In the listing below, lines with the string "beard" are to be counted; the number is the entire reply.
BEGIN Data for review
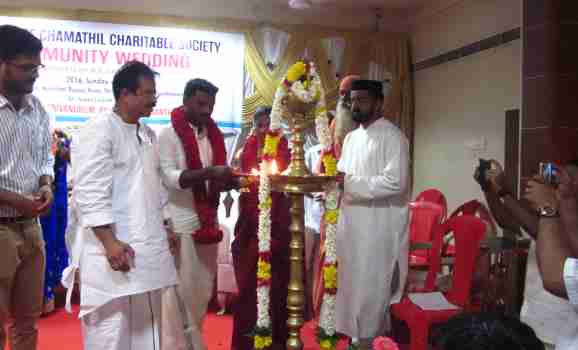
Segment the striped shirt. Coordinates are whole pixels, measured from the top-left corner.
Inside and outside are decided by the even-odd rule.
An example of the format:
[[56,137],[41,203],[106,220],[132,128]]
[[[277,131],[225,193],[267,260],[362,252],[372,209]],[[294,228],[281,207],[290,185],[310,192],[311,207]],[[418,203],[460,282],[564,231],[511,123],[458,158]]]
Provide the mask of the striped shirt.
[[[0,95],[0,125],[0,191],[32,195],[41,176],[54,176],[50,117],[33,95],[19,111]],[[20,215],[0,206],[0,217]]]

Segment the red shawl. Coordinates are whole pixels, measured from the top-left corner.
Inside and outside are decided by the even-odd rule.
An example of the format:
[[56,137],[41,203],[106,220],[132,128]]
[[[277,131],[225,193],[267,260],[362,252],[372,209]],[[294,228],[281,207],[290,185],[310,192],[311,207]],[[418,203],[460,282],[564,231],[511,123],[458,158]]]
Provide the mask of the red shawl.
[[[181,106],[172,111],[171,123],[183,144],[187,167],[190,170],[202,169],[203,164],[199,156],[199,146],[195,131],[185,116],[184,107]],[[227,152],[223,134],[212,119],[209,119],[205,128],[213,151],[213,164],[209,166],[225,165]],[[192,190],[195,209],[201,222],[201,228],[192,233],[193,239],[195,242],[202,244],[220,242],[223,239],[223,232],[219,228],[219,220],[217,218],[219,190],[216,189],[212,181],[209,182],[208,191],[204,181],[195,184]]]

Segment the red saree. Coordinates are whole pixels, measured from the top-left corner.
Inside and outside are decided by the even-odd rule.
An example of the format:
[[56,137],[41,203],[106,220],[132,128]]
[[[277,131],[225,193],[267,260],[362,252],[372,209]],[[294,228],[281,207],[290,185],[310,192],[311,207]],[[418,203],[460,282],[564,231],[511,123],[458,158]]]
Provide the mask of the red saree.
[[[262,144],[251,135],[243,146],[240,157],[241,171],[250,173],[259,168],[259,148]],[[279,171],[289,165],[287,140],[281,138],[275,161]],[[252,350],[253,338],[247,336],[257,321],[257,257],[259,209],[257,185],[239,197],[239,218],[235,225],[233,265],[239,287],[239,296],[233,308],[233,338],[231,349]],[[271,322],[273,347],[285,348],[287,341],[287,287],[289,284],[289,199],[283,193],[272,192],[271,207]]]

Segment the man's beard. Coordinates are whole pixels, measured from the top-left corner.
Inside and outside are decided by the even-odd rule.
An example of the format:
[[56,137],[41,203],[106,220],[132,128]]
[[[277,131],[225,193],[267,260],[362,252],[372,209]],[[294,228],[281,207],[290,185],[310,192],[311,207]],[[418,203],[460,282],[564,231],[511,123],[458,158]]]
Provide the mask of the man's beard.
END Data for review
BEGIN Data for review
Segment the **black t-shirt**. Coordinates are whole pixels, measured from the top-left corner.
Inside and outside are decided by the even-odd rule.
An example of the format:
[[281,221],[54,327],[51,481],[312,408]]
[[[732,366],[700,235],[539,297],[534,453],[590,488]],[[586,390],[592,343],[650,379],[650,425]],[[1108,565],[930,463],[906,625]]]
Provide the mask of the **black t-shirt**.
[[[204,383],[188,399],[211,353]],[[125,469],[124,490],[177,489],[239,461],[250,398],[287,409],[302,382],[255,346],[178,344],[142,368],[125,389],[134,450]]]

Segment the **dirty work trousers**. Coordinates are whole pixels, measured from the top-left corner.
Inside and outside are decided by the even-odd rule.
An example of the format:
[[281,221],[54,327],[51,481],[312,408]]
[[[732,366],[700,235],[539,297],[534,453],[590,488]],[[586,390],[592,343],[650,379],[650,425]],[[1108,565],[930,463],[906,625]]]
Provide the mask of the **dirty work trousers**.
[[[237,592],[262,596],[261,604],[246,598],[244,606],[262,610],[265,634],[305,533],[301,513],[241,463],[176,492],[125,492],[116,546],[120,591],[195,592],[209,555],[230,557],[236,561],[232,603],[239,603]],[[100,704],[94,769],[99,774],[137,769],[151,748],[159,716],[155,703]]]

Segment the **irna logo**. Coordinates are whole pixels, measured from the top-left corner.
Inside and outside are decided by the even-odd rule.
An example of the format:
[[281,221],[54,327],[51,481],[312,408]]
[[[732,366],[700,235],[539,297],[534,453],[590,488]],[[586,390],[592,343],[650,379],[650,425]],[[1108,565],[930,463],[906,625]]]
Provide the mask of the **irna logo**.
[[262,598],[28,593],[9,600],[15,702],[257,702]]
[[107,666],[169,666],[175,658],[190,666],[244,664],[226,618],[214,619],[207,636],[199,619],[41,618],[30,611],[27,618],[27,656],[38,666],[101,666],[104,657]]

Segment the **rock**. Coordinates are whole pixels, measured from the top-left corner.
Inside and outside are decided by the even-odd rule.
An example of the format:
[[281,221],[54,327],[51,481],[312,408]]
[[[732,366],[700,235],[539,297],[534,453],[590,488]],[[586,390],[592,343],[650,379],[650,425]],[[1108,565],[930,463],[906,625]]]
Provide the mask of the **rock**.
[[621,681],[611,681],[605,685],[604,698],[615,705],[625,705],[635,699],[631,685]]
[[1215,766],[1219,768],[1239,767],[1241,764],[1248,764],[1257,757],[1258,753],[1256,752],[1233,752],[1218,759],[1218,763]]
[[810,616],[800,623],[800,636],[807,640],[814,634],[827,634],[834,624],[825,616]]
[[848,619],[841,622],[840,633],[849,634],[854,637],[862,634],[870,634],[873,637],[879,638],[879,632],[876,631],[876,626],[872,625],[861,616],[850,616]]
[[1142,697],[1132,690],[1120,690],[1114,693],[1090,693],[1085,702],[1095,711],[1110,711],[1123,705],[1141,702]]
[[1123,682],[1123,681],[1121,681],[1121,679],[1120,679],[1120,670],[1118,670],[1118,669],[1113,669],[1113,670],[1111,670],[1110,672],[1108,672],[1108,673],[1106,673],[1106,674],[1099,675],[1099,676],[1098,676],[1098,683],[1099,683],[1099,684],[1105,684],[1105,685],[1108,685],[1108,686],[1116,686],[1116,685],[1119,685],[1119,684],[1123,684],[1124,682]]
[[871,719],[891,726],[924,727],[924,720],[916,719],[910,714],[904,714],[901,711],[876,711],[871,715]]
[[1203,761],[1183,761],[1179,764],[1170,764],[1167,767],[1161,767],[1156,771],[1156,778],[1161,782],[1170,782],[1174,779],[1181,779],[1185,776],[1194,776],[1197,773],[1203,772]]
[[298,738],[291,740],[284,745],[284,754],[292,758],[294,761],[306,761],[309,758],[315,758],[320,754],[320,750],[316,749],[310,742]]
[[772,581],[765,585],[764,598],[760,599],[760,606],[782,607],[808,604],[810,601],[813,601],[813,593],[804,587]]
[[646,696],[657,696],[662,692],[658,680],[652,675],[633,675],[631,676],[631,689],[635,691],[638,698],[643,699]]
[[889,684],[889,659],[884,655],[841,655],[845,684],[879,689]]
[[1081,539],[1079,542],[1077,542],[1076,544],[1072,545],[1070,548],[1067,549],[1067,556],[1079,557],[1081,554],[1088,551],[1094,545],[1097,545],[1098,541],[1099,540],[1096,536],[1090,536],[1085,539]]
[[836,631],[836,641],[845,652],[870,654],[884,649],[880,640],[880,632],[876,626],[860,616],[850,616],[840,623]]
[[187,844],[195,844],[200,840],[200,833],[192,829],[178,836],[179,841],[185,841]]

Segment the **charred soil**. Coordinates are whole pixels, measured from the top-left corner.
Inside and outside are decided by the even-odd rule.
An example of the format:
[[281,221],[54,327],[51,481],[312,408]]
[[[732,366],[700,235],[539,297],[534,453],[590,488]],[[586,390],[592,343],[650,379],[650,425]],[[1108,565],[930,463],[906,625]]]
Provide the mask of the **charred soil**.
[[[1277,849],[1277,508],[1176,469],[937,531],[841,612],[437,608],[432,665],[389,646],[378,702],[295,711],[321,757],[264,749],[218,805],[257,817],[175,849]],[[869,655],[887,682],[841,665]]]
END Data for review
BEGIN Data for review
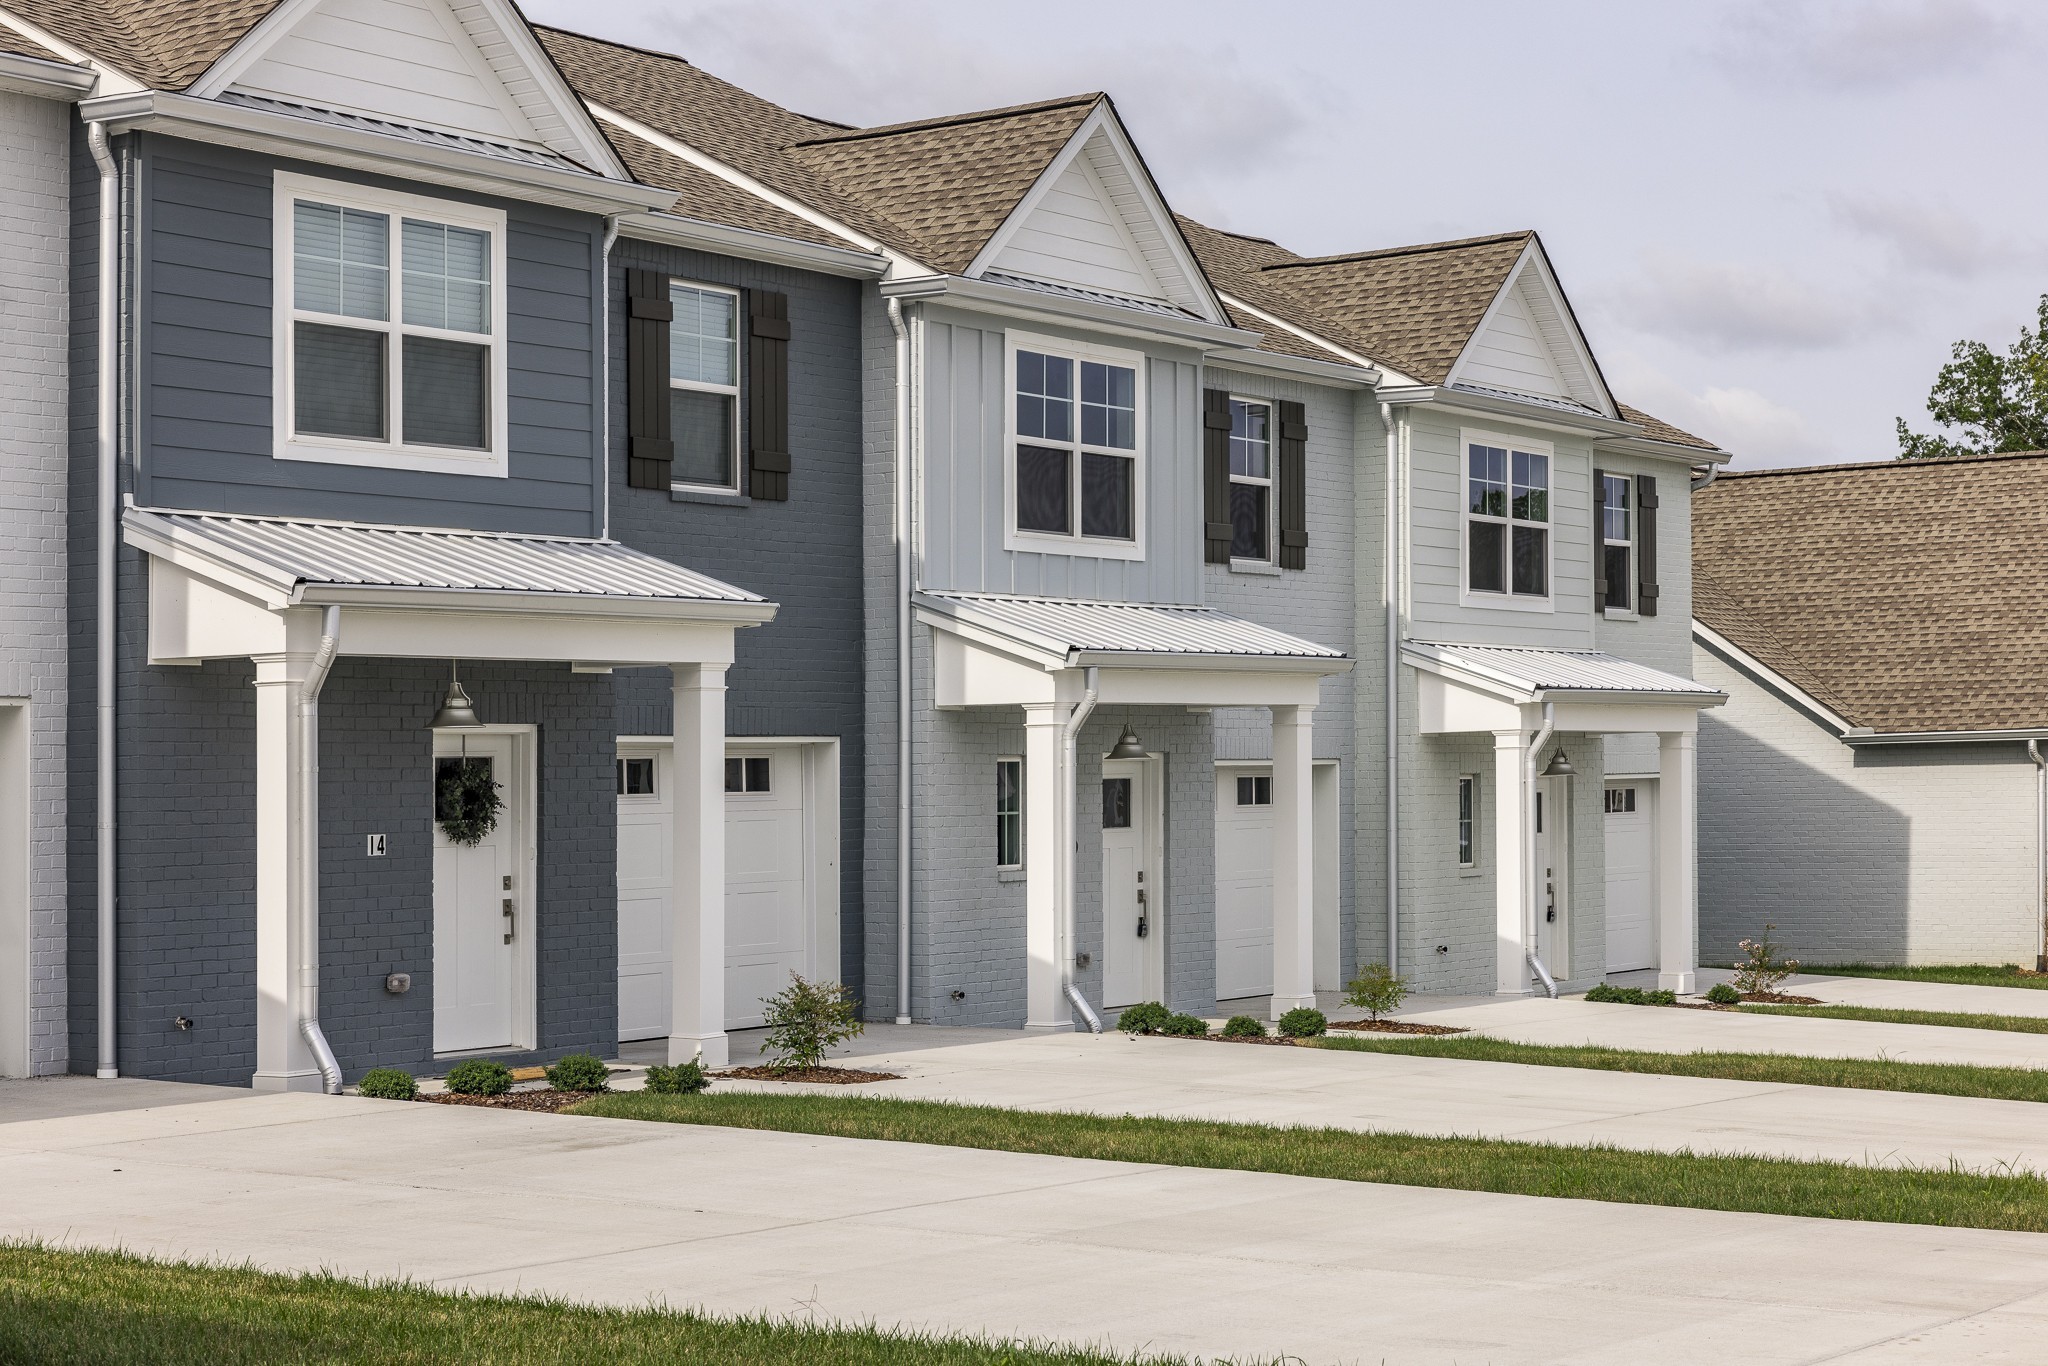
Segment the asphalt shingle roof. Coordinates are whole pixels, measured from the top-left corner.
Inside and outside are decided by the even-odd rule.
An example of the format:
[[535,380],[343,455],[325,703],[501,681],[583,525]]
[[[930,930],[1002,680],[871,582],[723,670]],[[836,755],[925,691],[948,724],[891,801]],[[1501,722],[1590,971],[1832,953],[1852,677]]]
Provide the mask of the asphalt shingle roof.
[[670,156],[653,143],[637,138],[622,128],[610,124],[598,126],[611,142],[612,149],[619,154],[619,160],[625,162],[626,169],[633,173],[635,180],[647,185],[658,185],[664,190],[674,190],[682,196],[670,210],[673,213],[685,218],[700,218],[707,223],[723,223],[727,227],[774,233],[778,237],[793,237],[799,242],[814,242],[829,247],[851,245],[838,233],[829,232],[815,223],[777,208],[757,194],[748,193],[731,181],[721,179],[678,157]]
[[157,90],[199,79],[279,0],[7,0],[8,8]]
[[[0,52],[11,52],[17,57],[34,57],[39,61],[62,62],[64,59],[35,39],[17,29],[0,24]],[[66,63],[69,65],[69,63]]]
END Data for review
Written answer:
2